### WRITTEN PROBLEM
In the items below, swap every occurrence of "mapping pass" for "survey pass" and reproduce the lines with nothing else altered.

--- Start of EXCERPTED DATA ---

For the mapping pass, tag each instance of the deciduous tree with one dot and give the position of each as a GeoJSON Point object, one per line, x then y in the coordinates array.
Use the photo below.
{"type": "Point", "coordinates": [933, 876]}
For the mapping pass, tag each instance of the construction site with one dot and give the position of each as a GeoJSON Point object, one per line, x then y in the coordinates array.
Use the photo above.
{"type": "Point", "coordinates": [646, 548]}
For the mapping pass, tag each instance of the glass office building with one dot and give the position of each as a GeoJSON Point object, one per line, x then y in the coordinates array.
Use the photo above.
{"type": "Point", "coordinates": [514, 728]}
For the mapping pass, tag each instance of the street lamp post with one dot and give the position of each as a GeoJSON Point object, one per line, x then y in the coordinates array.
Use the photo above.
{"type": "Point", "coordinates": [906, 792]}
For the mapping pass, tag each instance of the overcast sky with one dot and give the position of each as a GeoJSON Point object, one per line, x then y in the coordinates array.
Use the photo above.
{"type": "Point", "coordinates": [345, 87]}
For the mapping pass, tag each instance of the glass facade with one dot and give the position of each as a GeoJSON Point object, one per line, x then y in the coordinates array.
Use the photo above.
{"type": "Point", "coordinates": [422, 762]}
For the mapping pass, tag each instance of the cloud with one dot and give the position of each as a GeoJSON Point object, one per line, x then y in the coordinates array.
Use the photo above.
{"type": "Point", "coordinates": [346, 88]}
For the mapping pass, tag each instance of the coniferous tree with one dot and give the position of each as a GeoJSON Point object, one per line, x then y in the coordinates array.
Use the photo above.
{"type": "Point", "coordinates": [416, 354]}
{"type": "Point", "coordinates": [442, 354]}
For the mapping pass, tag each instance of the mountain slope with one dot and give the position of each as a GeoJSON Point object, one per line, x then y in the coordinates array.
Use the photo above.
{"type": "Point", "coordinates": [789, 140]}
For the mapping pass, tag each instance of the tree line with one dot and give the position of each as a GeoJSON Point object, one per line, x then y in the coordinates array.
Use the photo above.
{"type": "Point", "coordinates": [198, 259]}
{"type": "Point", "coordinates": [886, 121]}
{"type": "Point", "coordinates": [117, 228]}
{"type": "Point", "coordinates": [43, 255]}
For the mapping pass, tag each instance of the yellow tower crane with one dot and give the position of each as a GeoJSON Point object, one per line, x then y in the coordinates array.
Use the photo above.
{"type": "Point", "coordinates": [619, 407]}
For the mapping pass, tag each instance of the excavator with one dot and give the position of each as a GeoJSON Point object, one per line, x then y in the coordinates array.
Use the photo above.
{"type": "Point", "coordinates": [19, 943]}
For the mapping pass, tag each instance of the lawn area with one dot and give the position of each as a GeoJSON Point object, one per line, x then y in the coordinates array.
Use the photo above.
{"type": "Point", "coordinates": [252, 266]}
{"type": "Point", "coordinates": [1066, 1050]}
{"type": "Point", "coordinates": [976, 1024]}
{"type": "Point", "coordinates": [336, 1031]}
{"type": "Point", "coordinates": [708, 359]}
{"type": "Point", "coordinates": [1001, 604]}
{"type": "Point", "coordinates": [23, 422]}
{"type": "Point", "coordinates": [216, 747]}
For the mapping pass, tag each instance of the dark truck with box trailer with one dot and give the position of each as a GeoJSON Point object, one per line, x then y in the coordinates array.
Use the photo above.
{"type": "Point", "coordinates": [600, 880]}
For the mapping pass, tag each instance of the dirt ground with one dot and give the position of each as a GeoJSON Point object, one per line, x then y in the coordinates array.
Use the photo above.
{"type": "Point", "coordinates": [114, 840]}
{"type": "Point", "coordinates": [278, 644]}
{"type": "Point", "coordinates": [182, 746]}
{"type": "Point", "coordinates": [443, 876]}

--- End of EXCERPTED DATA ---

### SOLUTION TO THE PROBLEM
For the survey pass, tag each instance of the deciduous tree with one dot and give the position of each as a GeoJSON Point object, one per line, x then y in the coordinates array.
Use the photo below.
{"type": "Point", "coordinates": [933, 876]}
For the survey pass, tag each instance of the construction site with one dot and give the position of each as a GeoJSON Point object, one per line, x then y in the coordinates array.
Use the photo above.
{"type": "Point", "coordinates": [646, 548]}
For the survey pass, tag each instance of the glass office building with one dot and give the position of each as a GeoJSON Point object, one per line, x then y in the coordinates array.
Use the photo above.
{"type": "Point", "coordinates": [514, 728]}
For the survey pass, tag each instance of the street lamp post with one dot and give the position of each as a GeoJSON Point object, one per line, x then y in the coordinates array.
Use the photo above.
{"type": "Point", "coordinates": [906, 792]}
For the survey pass, tag each instance of the overcast sky with one dot and give the position of each as a GeoJSON Point object, one per line, x then y in the coordinates array.
Use the photo above.
{"type": "Point", "coordinates": [345, 87]}
For the survey pass, tag each instance of the glass facade with one dot and give the position of each as a GeoJSON Point object, one per line, x then y in the coordinates array.
Use the photo above.
{"type": "Point", "coordinates": [422, 762]}
For the survey pass, tag each instance of the cloud with one dot and give the position of each as a GeoJSON Point object, one per line, x then y in the coordinates array.
Use the photo above.
{"type": "Point", "coordinates": [346, 88]}
For the survey pass, tag each instance of the coniferous tree with one dot and give the position of each as a GeoJSON Point object, one per line, x then y in the coordinates array.
Use the photo above.
{"type": "Point", "coordinates": [416, 354]}
{"type": "Point", "coordinates": [442, 354]}
For the survey pass, tag each instance of the mountain slope with one dot and give the position of each as a GeoJSON Point object, one per line, x then y in the coordinates array.
Use the photo above.
{"type": "Point", "coordinates": [789, 140]}
For the survey pass, tag each instance of the tree line with one dot and give the position of each as a GeoJSON Point object, one per line, x then y in the coordinates array.
Use the photo above.
{"type": "Point", "coordinates": [198, 259]}
{"type": "Point", "coordinates": [886, 121]}
{"type": "Point", "coordinates": [117, 228]}
{"type": "Point", "coordinates": [43, 255]}
For the survey pass, tag each instance of the yellow tower crane with one dot and give the position of each as a GeoJSON Point object, one per line, x then y in the coordinates array.
Use the photo above.
{"type": "Point", "coordinates": [619, 407]}
For the survey pass, tag each instance of the excavator with one dot and give the position of each as a GeoJSON Point object, one per line, x then y in the coordinates array.
Use the photo above.
{"type": "Point", "coordinates": [19, 943]}
For the survey pass, tag each instance of the lawn area with one dot and give the position of each as a GeoJSON Point object, one per line, x then y in the coordinates array.
Use the photo above.
{"type": "Point", "coordinates": [252, 266]}
{"type": "Point", "coordinates": [1066, 1050]}
{"type": "Point", "coordinates": [976, 1024]}
{"type": "Point", "coordinates": [336, 1031]}
{"type": "Point", "coordinates": [708, 359]}
{"type": "Point", "coordinates": [1001, 604]}
{"type": "Point", "coordinates": [23, 422]}
{"type": "Point", "coordinates": [216, 747]}
For the survey pass, tag each instance of the dark truck with box trailer with one dot and give the position of each as a GeoJSON Point object, one per line, x then y in the coordinates array.
Use the photo above.
{"type": "Point", "coordinates": [600, 880]}
For the survey pass, tag each instance of the dirt ground with one dot and give the position of each as a GeoJSON Point object, one per line, x then y in the coordinates array.
Use the photo above.
{"type": "Point", "coordinates": [114, 840]}
{"type": "Point", "coordinates": [278, 644]}
{"type": "Point", "coordinates": [182, 746]}
{"type": "Point", "coordinates": [443, 876]}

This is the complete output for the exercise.